Your goal: Please copy the passage from the forum post about sending characters through Unix signals, starting at "Why unicode character" and ending at "I send SIGUSR2.".

Extracted text:
Why unicode character is printing even using 1 byte to handling it

Issue

I am doing a school project and I came across something that shouldn’t work in theory.

I need to create two programs where one communicates with the other through unix signals, I will call them client and server, I pass a message in my client’s argv, break each char into bit and send to the server

The idea is to use bitwise communication (Something simple and rudimentary, if the bit is 0 I send SIGUSR1 to the server PID using the kill system call, if it is 1 I send SIGUSR2.

#client send a char to server
int send_sig(int pid, unsigned char b)
{
    int a;

    a = 0;
    while (a < 8)
    {
        if (b & 1)
            kill(pid, SIGUSR2);
        else
            kill(pid, SIGUSR1);
        b = b >> 1;
        a++;
        usleep(1000);
    }
    return (0);
}

the problem is when I use unicode characters, the argv will always be a string (an array of char) so when I pass some unicode character it will vary from 1 to 4 bytes, even so the process continues normal, the problem happens on my server side where I get these bits

The way I structured my code is that I need to print one bit at a time (which is acceptable since in theory a char in C is equivalent to one byte) but even when passing 4 byte unicode characters, printing them one at a time it keeps working (it’s like Russian roulette, it breaks sometimes and works normally sometimes)

Given information:
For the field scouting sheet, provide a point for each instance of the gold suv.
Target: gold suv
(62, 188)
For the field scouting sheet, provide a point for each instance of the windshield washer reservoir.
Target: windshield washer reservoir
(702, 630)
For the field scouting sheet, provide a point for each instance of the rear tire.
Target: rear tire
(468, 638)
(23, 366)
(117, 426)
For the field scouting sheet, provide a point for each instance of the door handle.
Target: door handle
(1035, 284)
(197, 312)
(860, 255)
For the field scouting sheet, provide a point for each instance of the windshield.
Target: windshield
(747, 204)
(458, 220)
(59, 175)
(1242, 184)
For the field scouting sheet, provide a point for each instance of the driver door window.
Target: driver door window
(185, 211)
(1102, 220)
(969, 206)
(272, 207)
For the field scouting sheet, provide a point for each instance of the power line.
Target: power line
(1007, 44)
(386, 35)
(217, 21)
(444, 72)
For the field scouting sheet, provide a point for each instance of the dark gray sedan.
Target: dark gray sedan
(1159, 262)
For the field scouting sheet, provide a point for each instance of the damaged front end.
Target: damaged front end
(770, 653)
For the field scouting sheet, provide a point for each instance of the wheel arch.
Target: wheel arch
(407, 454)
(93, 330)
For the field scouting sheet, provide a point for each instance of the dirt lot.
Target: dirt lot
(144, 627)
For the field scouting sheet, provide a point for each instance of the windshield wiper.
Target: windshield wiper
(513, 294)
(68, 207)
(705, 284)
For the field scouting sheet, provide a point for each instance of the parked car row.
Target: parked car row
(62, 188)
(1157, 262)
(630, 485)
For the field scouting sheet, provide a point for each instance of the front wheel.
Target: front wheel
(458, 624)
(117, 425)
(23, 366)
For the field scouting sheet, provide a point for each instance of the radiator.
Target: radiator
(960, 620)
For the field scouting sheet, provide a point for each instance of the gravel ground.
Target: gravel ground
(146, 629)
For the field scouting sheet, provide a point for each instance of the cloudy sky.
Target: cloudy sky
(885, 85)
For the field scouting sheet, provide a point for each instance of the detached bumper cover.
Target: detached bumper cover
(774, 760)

Solution to this exercise:
Why unicode character is printing even using 1 byte to handling it

Issue

I am doing a school project and I came across something that shouldn’t work in theory.

I need to create two programs where one communicates with the other through unix signals, I will call them client and server, I pass a message in my client’s argv, break each char into bit and send to the server

The idea is to use bitwise communication (Something simple and rudimentary, if the bit is 0 I send SIGUSR1 to the server PID using the kill system call, if it is 1 I send SIGUSR2.